STATED EXERCISE: Find every line below that contains the word "woman", and copy each one in full.

TASK MATERIAL:
━━━━━━━━━━
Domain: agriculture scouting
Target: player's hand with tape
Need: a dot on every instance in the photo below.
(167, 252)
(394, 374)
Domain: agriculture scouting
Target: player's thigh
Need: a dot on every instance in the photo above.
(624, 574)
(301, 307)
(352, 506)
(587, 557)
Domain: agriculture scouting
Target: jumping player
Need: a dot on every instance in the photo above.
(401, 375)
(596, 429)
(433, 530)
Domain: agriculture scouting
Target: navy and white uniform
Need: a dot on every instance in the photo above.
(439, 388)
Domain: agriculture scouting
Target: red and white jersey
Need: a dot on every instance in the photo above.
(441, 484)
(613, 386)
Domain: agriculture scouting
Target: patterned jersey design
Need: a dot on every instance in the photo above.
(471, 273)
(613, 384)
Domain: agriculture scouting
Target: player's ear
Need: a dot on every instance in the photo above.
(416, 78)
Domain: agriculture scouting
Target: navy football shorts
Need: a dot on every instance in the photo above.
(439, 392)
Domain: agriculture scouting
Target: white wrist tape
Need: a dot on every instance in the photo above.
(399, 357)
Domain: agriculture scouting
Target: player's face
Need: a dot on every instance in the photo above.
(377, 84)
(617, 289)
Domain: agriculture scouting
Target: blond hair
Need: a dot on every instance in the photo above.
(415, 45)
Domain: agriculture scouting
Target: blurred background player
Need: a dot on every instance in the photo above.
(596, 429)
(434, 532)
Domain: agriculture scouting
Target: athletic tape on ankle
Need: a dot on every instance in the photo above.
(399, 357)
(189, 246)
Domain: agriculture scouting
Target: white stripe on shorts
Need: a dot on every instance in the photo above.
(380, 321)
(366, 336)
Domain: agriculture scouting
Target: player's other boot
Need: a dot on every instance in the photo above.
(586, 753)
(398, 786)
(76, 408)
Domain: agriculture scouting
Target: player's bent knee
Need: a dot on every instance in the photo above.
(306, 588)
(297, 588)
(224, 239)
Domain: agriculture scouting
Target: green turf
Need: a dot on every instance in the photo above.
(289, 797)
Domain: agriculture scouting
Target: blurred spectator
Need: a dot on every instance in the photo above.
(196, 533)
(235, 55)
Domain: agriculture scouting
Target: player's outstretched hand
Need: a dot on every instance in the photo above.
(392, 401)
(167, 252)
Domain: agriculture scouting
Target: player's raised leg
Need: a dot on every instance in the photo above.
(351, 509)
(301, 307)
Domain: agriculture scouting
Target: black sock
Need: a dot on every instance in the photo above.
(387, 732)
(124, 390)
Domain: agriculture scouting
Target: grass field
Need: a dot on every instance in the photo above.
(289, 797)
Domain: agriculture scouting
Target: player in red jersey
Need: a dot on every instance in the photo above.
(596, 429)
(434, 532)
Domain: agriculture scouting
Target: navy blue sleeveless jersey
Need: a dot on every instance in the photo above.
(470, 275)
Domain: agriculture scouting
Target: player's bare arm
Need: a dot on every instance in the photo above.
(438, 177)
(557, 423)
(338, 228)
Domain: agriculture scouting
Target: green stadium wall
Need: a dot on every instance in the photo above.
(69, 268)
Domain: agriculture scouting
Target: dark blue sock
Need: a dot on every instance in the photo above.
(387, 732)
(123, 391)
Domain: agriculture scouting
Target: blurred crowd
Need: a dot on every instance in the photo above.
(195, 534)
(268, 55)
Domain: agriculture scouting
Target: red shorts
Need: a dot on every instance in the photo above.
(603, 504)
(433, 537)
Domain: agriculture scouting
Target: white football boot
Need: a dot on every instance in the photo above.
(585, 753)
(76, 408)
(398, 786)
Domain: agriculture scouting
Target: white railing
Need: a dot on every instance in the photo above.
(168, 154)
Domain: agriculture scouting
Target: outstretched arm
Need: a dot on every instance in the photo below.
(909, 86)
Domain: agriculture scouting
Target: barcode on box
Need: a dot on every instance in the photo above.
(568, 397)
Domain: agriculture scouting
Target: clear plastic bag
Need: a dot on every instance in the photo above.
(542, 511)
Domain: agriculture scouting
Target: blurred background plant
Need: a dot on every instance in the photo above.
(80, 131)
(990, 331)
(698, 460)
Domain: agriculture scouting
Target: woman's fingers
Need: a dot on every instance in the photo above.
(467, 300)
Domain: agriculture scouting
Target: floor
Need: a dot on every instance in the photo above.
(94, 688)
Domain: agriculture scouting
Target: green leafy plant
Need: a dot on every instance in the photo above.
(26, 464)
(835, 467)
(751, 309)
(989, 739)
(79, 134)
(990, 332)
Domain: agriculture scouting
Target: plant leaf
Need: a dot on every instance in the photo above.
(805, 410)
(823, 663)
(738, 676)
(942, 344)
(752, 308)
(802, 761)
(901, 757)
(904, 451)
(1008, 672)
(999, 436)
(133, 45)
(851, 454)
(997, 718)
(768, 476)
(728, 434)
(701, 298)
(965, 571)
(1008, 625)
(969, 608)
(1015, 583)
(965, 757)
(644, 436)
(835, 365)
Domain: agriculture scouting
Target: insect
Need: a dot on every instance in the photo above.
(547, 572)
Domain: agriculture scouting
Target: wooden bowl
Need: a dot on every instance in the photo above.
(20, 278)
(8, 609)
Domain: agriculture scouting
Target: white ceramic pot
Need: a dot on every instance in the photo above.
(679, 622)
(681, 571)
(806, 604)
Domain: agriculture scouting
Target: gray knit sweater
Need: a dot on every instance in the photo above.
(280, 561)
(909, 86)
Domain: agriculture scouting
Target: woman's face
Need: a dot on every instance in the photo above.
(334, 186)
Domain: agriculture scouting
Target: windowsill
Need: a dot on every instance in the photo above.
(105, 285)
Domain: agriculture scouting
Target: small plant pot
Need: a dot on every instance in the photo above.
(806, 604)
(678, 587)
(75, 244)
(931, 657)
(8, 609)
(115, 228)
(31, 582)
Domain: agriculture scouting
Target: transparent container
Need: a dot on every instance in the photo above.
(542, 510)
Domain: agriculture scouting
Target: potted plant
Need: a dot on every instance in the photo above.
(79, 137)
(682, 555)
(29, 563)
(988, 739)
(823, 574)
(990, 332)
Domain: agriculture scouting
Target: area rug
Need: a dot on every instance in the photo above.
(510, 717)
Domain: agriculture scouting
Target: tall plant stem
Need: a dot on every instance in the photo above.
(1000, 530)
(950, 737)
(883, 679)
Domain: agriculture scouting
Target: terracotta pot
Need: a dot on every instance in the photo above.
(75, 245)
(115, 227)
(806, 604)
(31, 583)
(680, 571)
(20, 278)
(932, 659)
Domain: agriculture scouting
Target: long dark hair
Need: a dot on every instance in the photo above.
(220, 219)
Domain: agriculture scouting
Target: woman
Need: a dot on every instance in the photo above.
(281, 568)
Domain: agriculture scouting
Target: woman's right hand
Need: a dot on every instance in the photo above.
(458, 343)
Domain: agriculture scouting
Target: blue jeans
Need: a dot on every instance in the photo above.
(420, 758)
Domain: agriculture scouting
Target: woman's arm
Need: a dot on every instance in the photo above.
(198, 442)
━━━━━━━━━━
THE REPLY:
Target: woman's fingers
Target: woman's face
Target: woman
Target: woman's right hand
Target: woman's arm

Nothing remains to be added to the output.